*Exercise instructions*:
Pictures do not belong in the output. Reproduce exactly the lines from the start of the records through the line with "Above is your input image.".

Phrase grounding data
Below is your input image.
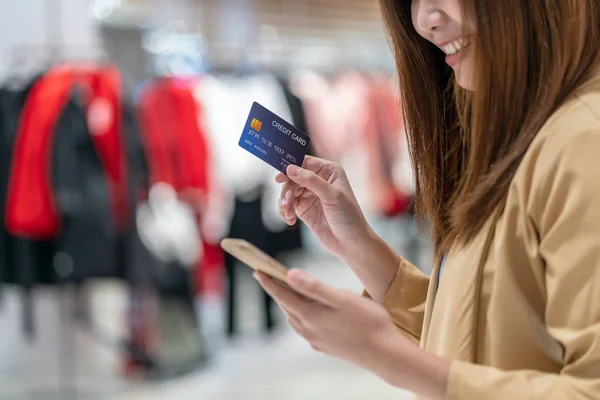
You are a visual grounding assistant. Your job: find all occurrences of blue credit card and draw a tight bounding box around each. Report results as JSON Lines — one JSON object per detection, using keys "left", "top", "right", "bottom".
{"left": 239, "top": 102, "right": 310, "bottom": 174}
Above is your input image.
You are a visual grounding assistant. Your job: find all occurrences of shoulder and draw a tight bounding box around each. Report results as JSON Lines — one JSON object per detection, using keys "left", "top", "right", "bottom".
{"left": 535, "top": 96, "right": 600, "bottom": 184}
{"left": 516, "top": 85, "right": 600, "bottom": 179}
{"left": 512, "top": 87, "right": 600, "bottom": 234}
{"left": 536, "top": 90, "right": 600, "bottom": 153}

*Worked solution*:
Below is your input image.
You are a visual grounding assistant. Your job: find all occurrences of blue credit card and draw a tight bounding box around each. Report results as JSON Lines — one JSON object per detection, using keys "left", "top", "right", "bottom".
{"left": 239, "top": 102, "right": 310, "bottom": 174}
Above is your input image.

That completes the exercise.